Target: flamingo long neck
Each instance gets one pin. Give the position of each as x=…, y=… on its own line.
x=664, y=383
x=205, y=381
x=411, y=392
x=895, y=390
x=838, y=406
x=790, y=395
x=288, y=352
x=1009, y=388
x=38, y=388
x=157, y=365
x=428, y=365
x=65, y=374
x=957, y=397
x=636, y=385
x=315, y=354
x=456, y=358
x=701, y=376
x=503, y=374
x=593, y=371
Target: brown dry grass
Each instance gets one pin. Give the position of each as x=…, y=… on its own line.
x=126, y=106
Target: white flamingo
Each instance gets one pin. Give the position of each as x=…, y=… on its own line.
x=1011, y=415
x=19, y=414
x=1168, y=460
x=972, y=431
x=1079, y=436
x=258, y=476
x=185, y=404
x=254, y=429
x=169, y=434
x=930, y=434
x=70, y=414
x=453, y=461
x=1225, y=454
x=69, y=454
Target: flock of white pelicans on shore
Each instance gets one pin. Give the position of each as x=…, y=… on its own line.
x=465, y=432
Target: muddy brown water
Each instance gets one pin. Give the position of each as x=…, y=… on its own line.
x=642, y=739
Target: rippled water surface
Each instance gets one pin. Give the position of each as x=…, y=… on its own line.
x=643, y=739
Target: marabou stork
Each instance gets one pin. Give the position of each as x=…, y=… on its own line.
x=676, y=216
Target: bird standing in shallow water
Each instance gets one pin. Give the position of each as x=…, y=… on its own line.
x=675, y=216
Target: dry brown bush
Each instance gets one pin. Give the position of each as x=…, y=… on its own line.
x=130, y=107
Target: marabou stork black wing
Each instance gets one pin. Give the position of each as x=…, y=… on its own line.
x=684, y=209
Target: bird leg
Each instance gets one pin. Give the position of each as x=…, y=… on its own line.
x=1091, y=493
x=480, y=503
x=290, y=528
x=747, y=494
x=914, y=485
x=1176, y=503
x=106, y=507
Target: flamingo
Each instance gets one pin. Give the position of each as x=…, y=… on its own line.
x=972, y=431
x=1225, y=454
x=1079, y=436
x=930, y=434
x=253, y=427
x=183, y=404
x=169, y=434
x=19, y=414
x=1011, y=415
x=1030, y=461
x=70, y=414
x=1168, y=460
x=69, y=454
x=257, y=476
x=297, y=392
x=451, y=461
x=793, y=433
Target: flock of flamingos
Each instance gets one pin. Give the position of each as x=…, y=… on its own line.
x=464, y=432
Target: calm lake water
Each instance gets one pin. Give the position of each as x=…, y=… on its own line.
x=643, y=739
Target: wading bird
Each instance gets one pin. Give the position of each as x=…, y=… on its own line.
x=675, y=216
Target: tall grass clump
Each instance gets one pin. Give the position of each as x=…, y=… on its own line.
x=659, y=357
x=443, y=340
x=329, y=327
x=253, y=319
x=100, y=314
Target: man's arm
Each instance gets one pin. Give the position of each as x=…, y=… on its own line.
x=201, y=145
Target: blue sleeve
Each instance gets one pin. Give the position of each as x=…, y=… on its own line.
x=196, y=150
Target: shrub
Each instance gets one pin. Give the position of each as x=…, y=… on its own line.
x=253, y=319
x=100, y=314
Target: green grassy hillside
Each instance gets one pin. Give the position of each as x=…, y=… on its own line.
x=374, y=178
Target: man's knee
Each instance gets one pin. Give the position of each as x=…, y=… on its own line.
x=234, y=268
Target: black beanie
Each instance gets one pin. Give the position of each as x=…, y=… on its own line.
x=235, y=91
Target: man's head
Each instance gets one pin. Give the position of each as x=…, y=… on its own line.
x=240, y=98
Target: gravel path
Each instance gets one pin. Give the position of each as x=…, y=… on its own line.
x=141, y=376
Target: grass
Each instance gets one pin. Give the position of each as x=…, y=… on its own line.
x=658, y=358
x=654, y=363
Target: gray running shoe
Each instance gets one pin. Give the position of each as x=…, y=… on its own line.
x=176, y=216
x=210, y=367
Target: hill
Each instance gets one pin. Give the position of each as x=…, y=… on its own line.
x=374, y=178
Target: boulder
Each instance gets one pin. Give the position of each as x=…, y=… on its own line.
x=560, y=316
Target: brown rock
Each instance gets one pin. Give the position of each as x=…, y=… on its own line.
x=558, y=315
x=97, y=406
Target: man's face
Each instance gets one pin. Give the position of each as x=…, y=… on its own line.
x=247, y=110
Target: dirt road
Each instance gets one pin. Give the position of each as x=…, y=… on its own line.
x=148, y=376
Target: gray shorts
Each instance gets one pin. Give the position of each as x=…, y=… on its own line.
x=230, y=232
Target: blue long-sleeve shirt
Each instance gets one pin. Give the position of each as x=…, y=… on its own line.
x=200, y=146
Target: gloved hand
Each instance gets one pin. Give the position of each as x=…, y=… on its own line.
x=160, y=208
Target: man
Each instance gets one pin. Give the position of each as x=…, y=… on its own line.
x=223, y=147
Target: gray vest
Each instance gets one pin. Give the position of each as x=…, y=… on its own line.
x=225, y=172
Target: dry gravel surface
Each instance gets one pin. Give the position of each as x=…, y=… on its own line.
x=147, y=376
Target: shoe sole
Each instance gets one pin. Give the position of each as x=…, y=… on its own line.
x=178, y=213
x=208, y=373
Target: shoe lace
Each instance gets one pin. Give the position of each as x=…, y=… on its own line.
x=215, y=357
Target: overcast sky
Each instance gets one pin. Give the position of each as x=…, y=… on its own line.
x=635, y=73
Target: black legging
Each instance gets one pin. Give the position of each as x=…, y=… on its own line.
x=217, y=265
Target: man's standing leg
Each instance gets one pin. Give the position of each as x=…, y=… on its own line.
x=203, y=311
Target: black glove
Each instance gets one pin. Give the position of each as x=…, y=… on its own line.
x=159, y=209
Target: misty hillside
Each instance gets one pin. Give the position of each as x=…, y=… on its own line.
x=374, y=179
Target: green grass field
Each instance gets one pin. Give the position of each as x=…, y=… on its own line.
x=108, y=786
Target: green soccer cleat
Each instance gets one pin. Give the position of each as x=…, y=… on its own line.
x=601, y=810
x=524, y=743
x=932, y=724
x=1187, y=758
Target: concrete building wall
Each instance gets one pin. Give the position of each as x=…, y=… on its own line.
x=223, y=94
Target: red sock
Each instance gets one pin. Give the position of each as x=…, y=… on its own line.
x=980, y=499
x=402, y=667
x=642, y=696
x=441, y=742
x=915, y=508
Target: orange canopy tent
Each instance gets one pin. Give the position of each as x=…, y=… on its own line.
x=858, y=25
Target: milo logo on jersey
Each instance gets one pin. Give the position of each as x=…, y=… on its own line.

┄┄┄┄┄┄┄┄┄┄

Return the lines word for word, starting at the line that contains "Target: gray running shoe" and ending at the line that contains "x=223, y=147", with both of those lines included.

Target: gray running shoe
Each instance gets one pin. Give the position of each as x=…, y=… on its own line.
x=176, y=216
x=210, y=367
Target: hill
Each instance gets one pin. Give the position of each as x=…, y=… on its own line.
x=374, y=178
Target: boulder
Each instance gets one pin. Give the position of each as x=…, y=… on its own line.
x=560, y=316
Target: brown rock
Each instance gets one pin. Give the position of each as x=…, y=… on its own line.
x=558, y=315
x=97, y=406
Target: man's face
Each instance gets one pin. Give the position of each as x=…, y=… on its own line.
x=247, y=110
Target: dirt road
Each instance gets one pin. Give the position of each as x=…, y=… on its own line.
x=148, y=376
Target: gray shorts
Each instance gets one pin. Give the position of each as x=…, y=… on its own line.
x=230, y=232
Target: blue long-sleeve shirt
Each instance gets one pin. Give the position of each as x=…, y=… on its own line.
x=200, y=146
Target: gloved hand
Each instance gets one pin. Give the position of each as x=…, y=… on its own line.
x=160, y=208
Target: man
Each instance gets one pin. Give the position of each as x=…, y=… on its own line.
x=223, y=147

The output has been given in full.